[RECORDS SHOWN — start]

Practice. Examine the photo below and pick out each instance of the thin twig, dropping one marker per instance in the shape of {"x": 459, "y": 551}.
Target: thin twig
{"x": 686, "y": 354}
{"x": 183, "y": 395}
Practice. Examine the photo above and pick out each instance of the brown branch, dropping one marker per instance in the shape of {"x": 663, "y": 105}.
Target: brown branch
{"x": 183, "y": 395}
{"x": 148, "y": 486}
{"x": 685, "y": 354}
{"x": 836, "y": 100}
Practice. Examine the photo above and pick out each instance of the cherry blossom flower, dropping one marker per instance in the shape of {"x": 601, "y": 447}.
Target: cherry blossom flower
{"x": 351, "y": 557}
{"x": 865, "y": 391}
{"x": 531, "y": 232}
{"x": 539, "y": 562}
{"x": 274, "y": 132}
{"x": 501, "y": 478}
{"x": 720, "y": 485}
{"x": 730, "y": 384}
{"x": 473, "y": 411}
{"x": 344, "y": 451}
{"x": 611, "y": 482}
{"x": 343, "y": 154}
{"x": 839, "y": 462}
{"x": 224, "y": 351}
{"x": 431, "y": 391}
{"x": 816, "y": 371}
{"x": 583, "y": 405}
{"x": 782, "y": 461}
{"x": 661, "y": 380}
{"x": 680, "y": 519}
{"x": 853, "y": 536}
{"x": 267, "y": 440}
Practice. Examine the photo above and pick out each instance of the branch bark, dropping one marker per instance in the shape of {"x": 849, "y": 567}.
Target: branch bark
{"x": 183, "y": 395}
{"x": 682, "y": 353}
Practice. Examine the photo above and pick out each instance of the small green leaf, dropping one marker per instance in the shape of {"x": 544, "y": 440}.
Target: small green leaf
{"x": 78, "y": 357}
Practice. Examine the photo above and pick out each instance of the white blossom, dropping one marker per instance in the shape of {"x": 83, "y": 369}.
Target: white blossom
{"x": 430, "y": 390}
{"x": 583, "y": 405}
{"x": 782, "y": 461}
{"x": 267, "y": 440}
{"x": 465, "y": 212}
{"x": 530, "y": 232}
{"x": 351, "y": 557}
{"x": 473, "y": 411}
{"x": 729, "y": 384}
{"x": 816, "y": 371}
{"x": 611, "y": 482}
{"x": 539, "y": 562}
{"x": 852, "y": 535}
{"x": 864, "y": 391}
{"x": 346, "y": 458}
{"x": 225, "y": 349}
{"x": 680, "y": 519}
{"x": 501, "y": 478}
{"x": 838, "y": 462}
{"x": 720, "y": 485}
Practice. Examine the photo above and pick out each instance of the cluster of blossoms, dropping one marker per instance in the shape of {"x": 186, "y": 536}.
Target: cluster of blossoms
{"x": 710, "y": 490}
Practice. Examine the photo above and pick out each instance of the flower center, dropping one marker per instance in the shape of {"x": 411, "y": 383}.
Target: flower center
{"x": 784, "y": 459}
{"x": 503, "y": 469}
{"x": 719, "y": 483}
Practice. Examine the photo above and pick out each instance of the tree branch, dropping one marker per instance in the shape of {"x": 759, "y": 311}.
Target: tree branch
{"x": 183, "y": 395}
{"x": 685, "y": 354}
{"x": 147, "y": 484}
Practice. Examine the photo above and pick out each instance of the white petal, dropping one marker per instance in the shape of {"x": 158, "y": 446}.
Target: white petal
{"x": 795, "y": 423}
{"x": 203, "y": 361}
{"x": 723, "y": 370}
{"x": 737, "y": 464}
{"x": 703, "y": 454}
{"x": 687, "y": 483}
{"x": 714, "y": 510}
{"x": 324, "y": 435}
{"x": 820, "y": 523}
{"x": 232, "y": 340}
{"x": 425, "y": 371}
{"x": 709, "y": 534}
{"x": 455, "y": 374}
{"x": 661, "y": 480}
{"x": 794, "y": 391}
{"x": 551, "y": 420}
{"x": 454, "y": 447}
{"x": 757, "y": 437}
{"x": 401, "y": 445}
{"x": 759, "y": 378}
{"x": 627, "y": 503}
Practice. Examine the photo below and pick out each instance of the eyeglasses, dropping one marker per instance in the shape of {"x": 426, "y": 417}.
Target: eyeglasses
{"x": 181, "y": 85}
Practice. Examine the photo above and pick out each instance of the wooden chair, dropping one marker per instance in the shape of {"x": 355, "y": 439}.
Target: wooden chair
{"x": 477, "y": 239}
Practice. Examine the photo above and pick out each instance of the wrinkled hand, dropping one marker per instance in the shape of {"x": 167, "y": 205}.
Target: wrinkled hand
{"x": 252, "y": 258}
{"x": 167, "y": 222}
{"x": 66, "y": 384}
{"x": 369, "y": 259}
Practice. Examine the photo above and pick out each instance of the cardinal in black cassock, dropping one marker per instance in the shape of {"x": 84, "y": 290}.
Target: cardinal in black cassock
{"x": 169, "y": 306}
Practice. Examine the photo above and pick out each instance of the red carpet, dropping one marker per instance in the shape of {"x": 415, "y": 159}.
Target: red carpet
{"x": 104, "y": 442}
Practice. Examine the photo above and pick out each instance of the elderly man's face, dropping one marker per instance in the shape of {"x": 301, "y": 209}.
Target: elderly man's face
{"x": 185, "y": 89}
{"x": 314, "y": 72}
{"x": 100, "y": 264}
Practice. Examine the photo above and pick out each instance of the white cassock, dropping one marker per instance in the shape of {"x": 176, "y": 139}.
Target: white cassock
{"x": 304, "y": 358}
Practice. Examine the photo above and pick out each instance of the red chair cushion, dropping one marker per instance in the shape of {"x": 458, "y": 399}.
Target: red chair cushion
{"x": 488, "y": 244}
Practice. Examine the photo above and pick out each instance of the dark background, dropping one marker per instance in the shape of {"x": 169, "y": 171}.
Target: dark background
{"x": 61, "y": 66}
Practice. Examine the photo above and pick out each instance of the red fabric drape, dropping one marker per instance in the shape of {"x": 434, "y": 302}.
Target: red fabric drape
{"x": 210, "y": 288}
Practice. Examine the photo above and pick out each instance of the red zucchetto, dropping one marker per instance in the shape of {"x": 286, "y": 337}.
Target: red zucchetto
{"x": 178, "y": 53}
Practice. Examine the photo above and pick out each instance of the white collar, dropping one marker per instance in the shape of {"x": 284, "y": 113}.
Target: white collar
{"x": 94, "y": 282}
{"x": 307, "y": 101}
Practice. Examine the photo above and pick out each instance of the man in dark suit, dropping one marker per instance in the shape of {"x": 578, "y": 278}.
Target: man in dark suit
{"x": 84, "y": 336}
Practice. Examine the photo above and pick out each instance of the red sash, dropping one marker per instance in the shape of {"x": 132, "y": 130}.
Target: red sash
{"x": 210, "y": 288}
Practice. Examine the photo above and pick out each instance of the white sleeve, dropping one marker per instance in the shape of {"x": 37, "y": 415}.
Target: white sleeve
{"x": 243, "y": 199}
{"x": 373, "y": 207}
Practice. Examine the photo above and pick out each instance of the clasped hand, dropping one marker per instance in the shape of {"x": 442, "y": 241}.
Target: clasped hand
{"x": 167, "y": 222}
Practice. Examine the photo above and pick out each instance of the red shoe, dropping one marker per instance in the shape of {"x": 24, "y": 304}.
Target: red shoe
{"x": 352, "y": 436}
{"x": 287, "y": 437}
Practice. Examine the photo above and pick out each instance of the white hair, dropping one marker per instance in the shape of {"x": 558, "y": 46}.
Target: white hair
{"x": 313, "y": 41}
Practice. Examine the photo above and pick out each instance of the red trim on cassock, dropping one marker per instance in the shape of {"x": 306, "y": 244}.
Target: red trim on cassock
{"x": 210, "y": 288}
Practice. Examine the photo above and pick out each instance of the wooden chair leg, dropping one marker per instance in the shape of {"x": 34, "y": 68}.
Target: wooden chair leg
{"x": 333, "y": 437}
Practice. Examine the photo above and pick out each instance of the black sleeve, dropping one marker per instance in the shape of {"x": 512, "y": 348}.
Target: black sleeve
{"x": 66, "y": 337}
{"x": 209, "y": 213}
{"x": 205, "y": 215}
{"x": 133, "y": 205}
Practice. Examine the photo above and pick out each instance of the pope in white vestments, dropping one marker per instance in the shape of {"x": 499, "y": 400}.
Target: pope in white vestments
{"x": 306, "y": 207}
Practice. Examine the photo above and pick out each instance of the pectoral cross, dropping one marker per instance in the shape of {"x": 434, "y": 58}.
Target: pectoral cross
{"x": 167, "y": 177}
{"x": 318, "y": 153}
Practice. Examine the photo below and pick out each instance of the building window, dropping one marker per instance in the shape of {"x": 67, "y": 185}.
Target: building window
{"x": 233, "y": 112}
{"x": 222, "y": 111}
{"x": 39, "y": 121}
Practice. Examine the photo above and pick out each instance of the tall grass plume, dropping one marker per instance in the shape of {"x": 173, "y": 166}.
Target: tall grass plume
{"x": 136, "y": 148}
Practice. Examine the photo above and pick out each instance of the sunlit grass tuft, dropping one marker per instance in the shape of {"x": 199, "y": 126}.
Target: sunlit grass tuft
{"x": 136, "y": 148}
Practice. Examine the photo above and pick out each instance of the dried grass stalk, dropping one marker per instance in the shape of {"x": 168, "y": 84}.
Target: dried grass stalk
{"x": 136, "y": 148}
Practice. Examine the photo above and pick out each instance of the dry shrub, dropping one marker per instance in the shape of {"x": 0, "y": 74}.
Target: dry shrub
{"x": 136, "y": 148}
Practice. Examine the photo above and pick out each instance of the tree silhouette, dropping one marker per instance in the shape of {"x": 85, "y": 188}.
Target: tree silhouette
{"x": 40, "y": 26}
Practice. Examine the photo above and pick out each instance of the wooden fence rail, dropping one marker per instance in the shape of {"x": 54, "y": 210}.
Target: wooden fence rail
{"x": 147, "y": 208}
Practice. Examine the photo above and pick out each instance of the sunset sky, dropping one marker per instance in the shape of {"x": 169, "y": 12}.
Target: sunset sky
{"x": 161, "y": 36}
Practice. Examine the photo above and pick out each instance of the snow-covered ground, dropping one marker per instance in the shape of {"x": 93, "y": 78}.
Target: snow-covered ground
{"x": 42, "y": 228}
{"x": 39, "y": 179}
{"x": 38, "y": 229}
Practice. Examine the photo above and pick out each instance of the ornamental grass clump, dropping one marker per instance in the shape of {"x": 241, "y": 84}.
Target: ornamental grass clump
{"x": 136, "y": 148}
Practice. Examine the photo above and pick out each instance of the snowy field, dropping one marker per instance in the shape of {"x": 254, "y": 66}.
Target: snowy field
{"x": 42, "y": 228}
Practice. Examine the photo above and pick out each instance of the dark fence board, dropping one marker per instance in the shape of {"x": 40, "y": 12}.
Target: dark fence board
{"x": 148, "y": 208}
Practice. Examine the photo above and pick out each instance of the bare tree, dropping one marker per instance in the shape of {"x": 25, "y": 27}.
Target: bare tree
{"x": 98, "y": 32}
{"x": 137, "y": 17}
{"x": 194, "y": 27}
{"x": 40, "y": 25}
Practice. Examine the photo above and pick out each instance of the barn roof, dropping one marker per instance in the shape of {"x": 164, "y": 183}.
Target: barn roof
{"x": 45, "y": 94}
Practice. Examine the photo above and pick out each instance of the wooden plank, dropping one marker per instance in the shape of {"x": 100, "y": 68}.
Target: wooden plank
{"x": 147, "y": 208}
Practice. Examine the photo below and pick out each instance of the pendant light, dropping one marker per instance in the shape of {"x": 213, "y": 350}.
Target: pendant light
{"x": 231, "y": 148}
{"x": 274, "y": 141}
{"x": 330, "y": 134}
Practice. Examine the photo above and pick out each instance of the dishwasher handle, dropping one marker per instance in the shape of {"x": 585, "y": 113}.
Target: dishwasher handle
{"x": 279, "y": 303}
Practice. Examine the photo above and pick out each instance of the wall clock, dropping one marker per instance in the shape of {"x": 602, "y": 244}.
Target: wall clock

[RECORDS SHOWN — finish]

WORK INSTRUCTIONS: Restate, word for word, the listing above from its first line through the line that contains "white blossom, dropping", keeping both of those lines.

RESULT BELOW:
Practice. Examine the photo below and pick out each instance of the thin twig, dropping one marker per instance in the shape of {"x": 459, "y": 551}.
Target: thin twig
{"x": 686, "y": 354}
{"x": 183, "y": 395}
Practice. Examine the photo above and pick out each instance of the brown branch, dropping one marker per instance in the shape of {"x": 663, "y": 105}.
Target: brown branch
{"x": 183, "y": 395}
{"x": 148, "y": 486}
{"x": 685, "y": 354}
{"x": 836, "y": 100}
Practice. Examine the photo above and pick out each instance of the cherry blossom flower, dropping one marker per instance in the shape of {"x": 601, "y": 447}.
Target: cherry blossom flower
{"x": 351, "y": 557}
{"x": 865, "y": 391}
{"x": 531, "y": 232}
{"x": 539, "y": 562}
{"x": 274, "y": 132}
{"x": 501, "y": 478}
{"x": 720, "y": 485}
{"x": 730, "y": 384}
{"x": 473, "y": 411}
{"x": 344, "y": 451}
{"x": 611, "y": 482}
{"x": 343, "y": 154}
{"x": 839, "y": 462}
{"x": 224, "y": 351}
{"x": 431, "y": 391}
{"x": 816, "y": 371}
{"x": 583, "y": 405}
{"x": 782, "y": 461}
{"x": 661, "y": 380}
{"x": 680, "y": 519}
{"x": 853, "y": 536}
{"x": 267, "y": 440}
Practice. Examine the photo above and pick out each instance of the branch bark, dropping one marker per instance in the shape of {"x": 849, "y": 567}.
Target: branch bark
{"x": 183, "y": 395}
{"x": 682, "y": 353}
Practice. Examine the photo above and pick out each instance of the small green leaf, dropping one marker per instance in the shape of {"x": 544, "y": 440}.
Target: small green leaf
{"x": 78, "y": 357}
Practice. Examine the photo above and pick out each instance of the white blossom, dropping one marker per instance in the shape of {"x": 83, "y": 369}.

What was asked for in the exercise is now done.